In the excerpt on the Interior Department's policy record, how many policies did the environmental group's online tracker identify when it launched in January?

_Source passage_.
- Opening Delimiter -
Critics cast his persistence in a different light.

"The Trump Interior Department has spent over three and a half years eviscerating protections for public health, public lands and wildlife," Center for Western Priorities Policy Director Jesse Prentice-Dunn said in October, adding that Bernhardt was "racing to shred every conservation policy he can. The question now is how much they can get done."

An online tracker launched by the environmental group in January identified 92 policies the Interior Department was seeking to implement. Since then, the department has completed 23 policies.

"In 2020 alone, countless Department priorities were completed," Interior Department press secretary Ben Goldey said in an email.

Goldey cited the "signing and implementation of the Great American Outdoors Act, expanding a record number of hunting and fishing opportunities … reestablishing a culture of ethical compliance, opening cold case offices throughout the country to address the crisis of missing and murdered Native Americans and Alaska Natives [and] establishing four new national parks," among other developments.
- Closing Delimiter -
_Provided information_.
- Opening Delimiter -
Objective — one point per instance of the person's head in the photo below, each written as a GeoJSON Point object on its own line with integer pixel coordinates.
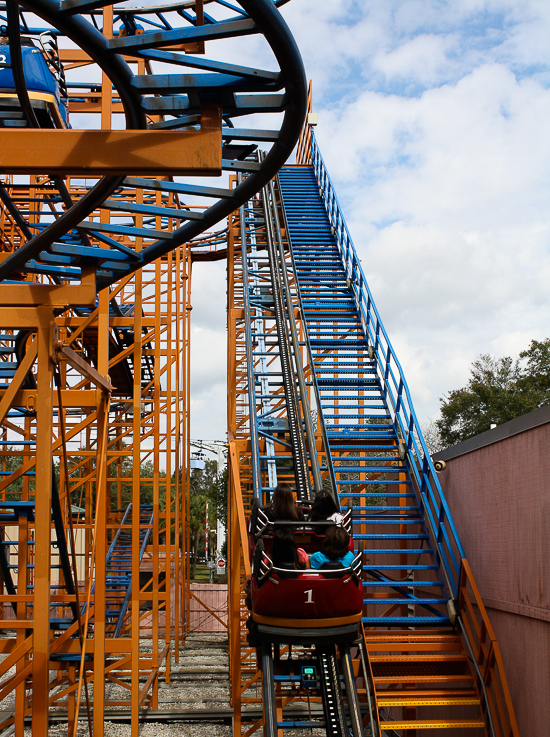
{"type": "Point", "coordinates": [323, 506]}
{"type": "Point", "coordinates": [283, 504]}
{"type": "Point", "coordinates": [284, 550]}
{"type": "Point", "coordinates": [336, 542]}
- Closing Delimiter -
_Answer for this exercise_.
92 policies.